** WHAT THE EXERCISE ASKS **
Reproduce the listing below in full, substituting "separated by spaces" for every occurrence of "space-separated" and leaving all other text unchanged. Omit the pictures from your answer.

** RECORDS FOR THIS EXERCISE **
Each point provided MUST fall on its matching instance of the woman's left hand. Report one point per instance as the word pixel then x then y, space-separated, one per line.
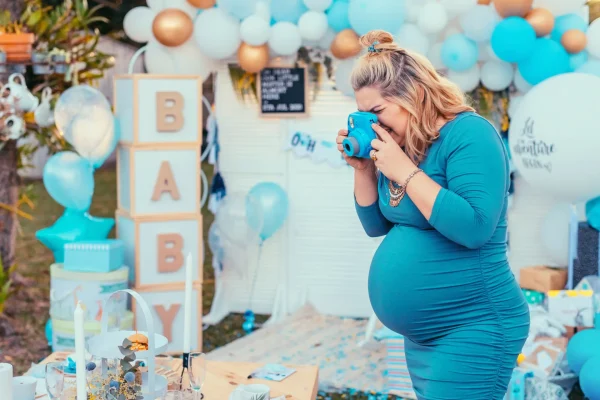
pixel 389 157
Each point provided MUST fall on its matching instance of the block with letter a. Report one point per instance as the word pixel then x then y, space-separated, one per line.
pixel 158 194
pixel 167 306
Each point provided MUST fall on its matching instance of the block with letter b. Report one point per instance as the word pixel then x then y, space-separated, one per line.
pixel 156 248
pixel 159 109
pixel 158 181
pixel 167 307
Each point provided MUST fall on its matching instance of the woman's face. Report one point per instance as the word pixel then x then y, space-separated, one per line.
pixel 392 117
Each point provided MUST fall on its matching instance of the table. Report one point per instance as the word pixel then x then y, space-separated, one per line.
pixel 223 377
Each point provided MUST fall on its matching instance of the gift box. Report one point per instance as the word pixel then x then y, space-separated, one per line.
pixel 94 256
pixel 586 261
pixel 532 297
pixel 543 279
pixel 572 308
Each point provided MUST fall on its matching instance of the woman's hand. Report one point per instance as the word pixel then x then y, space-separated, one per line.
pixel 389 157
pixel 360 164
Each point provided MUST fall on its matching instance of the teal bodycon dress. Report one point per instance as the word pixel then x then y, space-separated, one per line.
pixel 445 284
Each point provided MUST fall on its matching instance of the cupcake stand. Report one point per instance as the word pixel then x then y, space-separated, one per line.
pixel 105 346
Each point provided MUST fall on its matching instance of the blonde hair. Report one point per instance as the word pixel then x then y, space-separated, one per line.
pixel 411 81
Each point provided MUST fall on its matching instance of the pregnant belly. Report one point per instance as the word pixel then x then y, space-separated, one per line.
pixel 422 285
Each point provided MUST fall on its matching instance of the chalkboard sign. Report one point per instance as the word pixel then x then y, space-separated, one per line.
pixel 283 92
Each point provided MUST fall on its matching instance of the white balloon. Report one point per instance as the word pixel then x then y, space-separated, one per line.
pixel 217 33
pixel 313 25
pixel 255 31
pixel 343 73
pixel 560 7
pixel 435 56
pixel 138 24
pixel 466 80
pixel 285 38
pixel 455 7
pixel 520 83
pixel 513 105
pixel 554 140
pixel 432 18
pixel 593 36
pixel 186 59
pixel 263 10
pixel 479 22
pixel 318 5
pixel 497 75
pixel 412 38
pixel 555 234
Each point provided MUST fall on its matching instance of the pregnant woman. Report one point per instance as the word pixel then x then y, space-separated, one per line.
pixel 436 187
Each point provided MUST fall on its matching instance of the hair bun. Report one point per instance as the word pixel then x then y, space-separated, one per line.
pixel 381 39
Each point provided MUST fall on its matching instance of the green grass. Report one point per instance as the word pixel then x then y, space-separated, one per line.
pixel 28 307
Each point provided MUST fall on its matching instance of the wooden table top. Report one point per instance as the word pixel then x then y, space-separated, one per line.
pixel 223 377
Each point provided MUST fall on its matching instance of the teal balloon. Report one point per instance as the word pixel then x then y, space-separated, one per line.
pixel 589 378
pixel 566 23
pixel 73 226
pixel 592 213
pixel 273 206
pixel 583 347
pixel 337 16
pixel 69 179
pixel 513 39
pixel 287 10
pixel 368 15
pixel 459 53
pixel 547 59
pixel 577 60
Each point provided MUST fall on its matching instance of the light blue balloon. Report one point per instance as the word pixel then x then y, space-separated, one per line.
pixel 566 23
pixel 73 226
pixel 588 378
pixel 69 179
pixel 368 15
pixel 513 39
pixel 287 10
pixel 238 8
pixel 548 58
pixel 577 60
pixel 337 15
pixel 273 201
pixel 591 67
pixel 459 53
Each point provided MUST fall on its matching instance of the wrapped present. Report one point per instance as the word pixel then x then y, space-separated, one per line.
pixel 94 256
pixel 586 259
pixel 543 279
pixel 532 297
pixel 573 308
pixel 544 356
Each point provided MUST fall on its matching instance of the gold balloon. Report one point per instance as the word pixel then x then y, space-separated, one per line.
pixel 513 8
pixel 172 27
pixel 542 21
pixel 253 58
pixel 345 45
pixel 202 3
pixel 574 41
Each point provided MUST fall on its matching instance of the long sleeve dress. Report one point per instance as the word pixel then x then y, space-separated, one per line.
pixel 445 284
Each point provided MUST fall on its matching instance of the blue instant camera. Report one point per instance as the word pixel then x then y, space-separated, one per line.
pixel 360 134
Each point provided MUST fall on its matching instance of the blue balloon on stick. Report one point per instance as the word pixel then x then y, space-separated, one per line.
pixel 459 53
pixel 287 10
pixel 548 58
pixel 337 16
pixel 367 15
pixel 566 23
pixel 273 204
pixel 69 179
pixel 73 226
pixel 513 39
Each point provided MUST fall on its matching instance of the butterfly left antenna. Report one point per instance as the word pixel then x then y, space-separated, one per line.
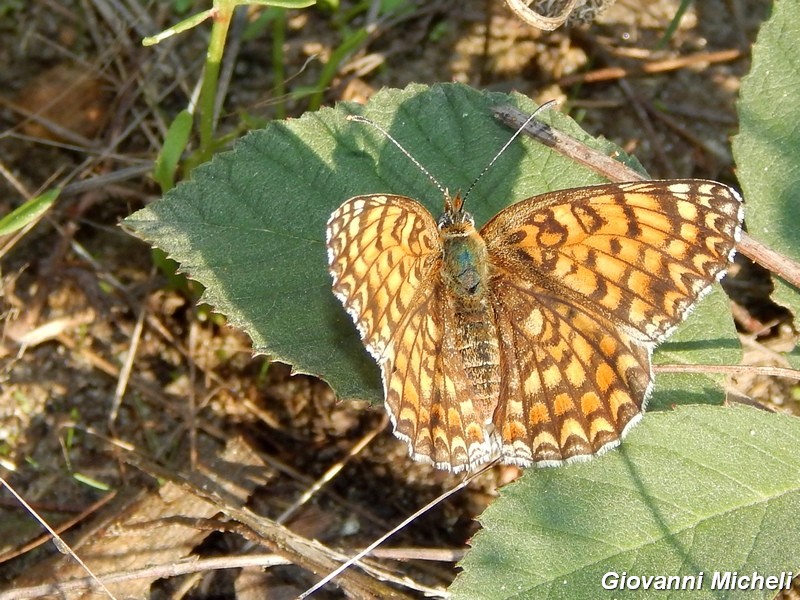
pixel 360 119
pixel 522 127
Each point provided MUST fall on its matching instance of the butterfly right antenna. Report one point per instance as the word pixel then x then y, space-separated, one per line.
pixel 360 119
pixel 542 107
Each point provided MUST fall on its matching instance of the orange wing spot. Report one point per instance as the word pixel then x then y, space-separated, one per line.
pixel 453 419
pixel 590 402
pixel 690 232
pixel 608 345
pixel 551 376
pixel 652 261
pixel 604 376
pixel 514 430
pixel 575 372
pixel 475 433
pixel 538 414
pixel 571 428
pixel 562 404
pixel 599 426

** COMPLETED EXERCISE **
Each point provided MUST fall on its matching instance of the woman's left hand. Report one point per instance as the word pixel then x then y, separated by spaces, one per line.
pixel 389 157
Each point provided MUST fall on its matching instance of the block with letter a. Report one point per instance as the word pixel then x then y, separated by spaces, one per line.
pixel 158 194
pixel 167 306
Each point provided MUST fall on its matching instance of the block with letter b. Report one point per instance as the word pixel then x then y, separated by spaces, one per line.
pixel 156 248
pixel 159 109
pixel 158 181
pixel 167 307
Each point provided MUST fall on its matching instance of the woman's face. Report one point per instance as the word pixel then x then y, separated by spaces, one per line.
pixel 392 117
Each point provided MUST fall on its matching instance of the table. Report one point per instance as the word pixel then x then y, separated by spaces, one per line.
pixel 223 377
Each point provided MUST fall on its matching instance of the gift box. Report one point per instance as the word pixel then x then y, separated by spaces, one per line.
pixel 94 256
pixel 586 261
pixel 532 297
pixel 543 279
pixel 572 308
Each point provided MUST fall on its matching instance of the woman's hand. Report one point per instance as the word pixel then x then y, separated by spaces, one per line.
pixel 389 157
pixel 360 164
Each point provided MUST fall on its matching instance of the teal bodycon dress. Report one point per instance as the word pixel then x then y, separated by spaces, one per line.
pixel 445 284
Each point provided MUST fall on its matching instance of the cupcake stand. Report one point per instance as the word pixel then x then y, separated by spaces, one per line.
pixel 105 346
Each point provided MUST fall on its matching instance of the blonde hair. Report one point per instance as the word pixel then x then y, separated by spaces, one per line.
pixel 411 81
Each point provided MUST fall on its matching instance of the pregnant belly. Report one point per instance as the word pixel then x then y, separated by spaces, one per line.
pixel 422 285
Each point provided MUST fall on its matching instance of the chalkboard sign. Report one point per instance as the word pixel then x then y, separated by spaces, one per line.
pixel 283 92
Each point provided MUST fall on its matching instance of the white balloon. Report one point per instance as the word pixel then x then y, separated by spaces, one per line.
pixel 217 33
pixel 313 25
pixel 255 31
pixel 343 73
pixel 560 7
pixel 435 56
pixel 138 24
pixel 466 80
pixel 285 38
pixel 455 7
pixel 520 83
pixel 513 105
pixel 554 140
pixel 432 18
pixel 593 36
pixel 186 59
pixel 263 10
pixel 479 22
pixel 318 5
pixel 497 75
pixel 412 38
pixel 555 234
Each point provided MUST fall on its matching instance of the pregnant woman. Report one point per instance as the word pixel then x then y, separated by spaces, one per line.
pixel 436 187
Each point provided MUST fall on its matching instance of the hair bun. Report one point per instance as the word pixel then x then y, separated by spaces, one per line.
pixel 381 39
Each point provided MUST fall on its matching instance of the green grass. Report one point per instance as the word pixel then x then y, separated by spaces, one per line.
pixel 28 307
Each point provided MUST fall on its matching instance of the wooden table top. Report one point per instance as the word pixel then x then y, separated by spaces, one per line.
pixel 223 377
Each point provided MUST fall on its matching instance of the teal balloon. Report one point per instance as the word pixel then x then y, separated by spaces, one per line.
pixel 589 378
pixel 566 23
pixel 73 226
pixel 592 213
pixel 273 206
pixel 583 347
pixel 337 16
pixel 69 179
pixel 513 39
pixel 287 10
pixel 368 15
pixel 459 53
pixel 547 59
pixel 577 60
Each point provided MUST fall on its matching instance of the light blue balloon. Report one point per instance as the word pixel then x then y, separated by spaces, one per line.
pixel 566 23
pixel 73 226
pixel 588 378
pixel 69 179
pixel 368 15
pixel 513 39
pixel 287 10
pixel 238 8
pixel 548 58
pixel 577 60
pixel 337 15
pixel 273 201
pixel 591 67
pixel 459 53
Each point provided MUST fall on its matching instance of the wrapped present. Report one point per instance as the word pixel then x then y, separated by spaces, one per line.
pixel 94 256
pixel 586 259
pixel 543 279
pixel 532 297
pixel 573 308
pixel 544 356
Each point provided MUST fall on its matching instance of the gold balloon. Report one point per instance as the word pixel then x then y, separated by spaces, one per line.
pixel 513 8
pixel 172 27
pixel 542 21
pixel 253 58
pixel 345 45
pixel 202 3
pixel 574 41
Each point provided MUST fall on its matching instance of the long sleeve dress. Report one point per instance as the word pixel then x then y, separated by spaces, one per line.
pixel 445 284
Each point provided MUST fall on its matching instance of the blue instant camera. Report one point per instance as the word pixel then x then y, separated by spaces, one per line.
pixel 360 134
Each point provided MUST fall on its matching instance of the blue balloon on stick. Report one point per instance as the word pixel then x then y, separated by spaces, one per line.
pixel 459 53
pixel 287 10
pixel 548 58
pixel 337 16
pixel 367 15
pixel 566 23
pixel 273 204
pixel 69 179
pixel 73 226
pixel 513 39
Each point provided MUST fall on its matching instance of the butterfly left antenna. Report one point per instance as the word pixel then x then y, separated by spaces, one per line.
pixel 360 119
pixel 522 127
Each point provided MUST fall on its matching instance of the butterfly right antenna. Report one point per instance as the word pixel then x then y, separated by spaces, one per line.
pixel 360 119
pixel 542 107
Each point provided MUST fall on its matching instance of the orange wing spot. Report one point per instance as the word pixel then x then y, separated by spaces, one per line.
pixel 453 419
pixel 590 402
pixel 690 232
pixel 608 345
pixel 551 376
pixel 652 261
pixel 604 376
pixel 514 430
pixel 575 372
pixel 475 433
pixel 538 414
pixel 571 428
pixel 562 404
pixel 599 426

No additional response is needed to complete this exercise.